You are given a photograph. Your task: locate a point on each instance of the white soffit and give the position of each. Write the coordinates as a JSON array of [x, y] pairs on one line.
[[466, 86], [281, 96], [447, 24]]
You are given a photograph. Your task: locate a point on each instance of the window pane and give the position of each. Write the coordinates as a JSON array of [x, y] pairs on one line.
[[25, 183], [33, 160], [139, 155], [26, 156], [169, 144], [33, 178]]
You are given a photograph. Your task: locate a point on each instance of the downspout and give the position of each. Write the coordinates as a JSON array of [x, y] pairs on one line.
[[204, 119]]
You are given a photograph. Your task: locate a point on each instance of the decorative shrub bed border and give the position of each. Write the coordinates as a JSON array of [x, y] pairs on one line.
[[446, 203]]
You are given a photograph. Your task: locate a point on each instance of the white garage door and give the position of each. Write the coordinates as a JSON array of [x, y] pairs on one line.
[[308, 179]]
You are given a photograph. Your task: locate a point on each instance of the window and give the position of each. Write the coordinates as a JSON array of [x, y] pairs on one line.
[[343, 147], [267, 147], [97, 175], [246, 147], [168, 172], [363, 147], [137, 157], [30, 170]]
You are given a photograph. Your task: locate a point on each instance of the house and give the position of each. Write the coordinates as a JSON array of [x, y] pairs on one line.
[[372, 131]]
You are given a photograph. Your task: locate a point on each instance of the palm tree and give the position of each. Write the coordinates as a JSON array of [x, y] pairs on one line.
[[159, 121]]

==*==

[Assignment]
Nothing in the data above may be skipped; repeat it all exactly.

[Written solution]
You are given a photograph. Your task: locate a point on each instance of the white soffit and give the position of each. Write the coordinates as a JSON array of [x, y] pairs on one line.
[[466, 86], [281, 96], [447, 24]]
You are given a photograph. Your task: locate a point on each instance of the window pane and give the position of each. Write the coordinates as a JSON array of [x, y] pairs on one line.
[[25, 183], [33, 160], [139, 155], [26, 156], [169, 144], [33, 178]]
You are given a photograph. Your task: locate a point on each instance of the downspout and give the position of each. Write the coordinates as a JSON array of [x, y] pairs on one line.
[[204, 119]]
You are given a photograph. Your task: locate a point on each instance of the decorative shrub bed border and give the position of each. Write the coordinates as a JSON array of [x, y] pairs on one line.
[[446, 203]]
You are given a photograph. Your task: locate a point on each instance of the white garage door and give the position of each. Write the coordinates as a JSON array of [x, y] pairs on one line.
[[308, 179]]
You are given a photograph. Your task: locate a point on each instance of the window and give the position of each. Write the coordinates as a JSON array of [x, y] pairs on one line.
[[343, 147], [267, 147], [97, 175], [246, 147], [168, 172], [363, 147], [137, 157], [30, 170]]
You are given a photograph. Your task: locate a point on each instance of the house and give the position of each. Write the coordinates as a JSON array of [x, y] pairs on one line.
[[372, 131]]
You are given a photograph. Your task: locate a point on each instance of the palm tree and give the position of each. Write the coordinates as a JSON array of [x, y] pairs on one line.
[[159, 121]]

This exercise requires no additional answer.